What this task involves →
Go through the data below and copy out every line that contains the word "house".
-*-
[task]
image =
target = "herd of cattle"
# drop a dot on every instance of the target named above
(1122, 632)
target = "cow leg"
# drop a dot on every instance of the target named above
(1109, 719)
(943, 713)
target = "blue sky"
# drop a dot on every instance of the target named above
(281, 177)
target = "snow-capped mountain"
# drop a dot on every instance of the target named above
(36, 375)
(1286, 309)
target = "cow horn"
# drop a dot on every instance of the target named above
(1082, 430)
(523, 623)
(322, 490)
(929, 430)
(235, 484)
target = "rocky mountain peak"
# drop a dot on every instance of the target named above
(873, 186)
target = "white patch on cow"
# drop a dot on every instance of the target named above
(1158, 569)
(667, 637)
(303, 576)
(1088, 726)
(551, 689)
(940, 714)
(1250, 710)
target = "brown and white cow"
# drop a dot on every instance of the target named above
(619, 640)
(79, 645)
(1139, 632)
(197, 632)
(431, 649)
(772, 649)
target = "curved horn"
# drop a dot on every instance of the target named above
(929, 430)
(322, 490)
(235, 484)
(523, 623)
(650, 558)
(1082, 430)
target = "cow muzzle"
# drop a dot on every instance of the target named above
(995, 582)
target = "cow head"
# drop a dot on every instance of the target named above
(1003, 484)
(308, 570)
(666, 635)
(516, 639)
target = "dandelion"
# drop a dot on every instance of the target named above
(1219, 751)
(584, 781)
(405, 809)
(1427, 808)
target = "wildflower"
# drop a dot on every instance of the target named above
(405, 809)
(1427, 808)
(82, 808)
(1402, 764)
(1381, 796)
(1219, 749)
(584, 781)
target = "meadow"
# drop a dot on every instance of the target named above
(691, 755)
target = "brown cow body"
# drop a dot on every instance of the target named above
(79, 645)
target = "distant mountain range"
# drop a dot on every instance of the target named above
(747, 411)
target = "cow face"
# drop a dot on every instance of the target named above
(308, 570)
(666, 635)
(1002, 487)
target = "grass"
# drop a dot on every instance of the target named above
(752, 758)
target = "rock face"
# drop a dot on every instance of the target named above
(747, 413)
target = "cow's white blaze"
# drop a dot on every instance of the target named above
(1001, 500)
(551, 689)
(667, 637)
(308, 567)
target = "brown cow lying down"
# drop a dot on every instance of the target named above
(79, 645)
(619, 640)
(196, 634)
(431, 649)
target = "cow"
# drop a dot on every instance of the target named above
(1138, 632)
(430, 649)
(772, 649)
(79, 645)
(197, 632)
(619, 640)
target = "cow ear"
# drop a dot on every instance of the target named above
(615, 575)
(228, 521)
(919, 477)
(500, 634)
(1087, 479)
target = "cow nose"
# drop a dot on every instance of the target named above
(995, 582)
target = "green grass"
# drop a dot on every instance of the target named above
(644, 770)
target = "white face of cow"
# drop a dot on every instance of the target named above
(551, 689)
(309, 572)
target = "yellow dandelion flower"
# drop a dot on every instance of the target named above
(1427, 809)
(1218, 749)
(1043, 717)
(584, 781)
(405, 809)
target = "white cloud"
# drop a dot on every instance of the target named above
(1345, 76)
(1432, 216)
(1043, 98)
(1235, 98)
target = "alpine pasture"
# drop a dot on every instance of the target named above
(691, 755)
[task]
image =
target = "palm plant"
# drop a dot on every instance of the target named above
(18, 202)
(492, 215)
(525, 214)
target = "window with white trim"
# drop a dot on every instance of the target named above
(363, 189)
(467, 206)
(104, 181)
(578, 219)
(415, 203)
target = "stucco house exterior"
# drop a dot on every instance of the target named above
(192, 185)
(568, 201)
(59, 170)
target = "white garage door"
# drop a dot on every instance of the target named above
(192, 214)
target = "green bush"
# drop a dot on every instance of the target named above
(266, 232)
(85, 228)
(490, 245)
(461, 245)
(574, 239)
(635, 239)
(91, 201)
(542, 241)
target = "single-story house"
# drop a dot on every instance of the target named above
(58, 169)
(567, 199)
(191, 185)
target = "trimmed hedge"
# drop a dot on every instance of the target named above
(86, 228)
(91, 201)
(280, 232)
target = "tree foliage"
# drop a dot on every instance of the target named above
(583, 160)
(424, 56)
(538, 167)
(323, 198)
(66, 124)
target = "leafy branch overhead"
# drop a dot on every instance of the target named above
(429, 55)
-*-
Correct answer →
target = "stucco house exterior"
target = "single-story house"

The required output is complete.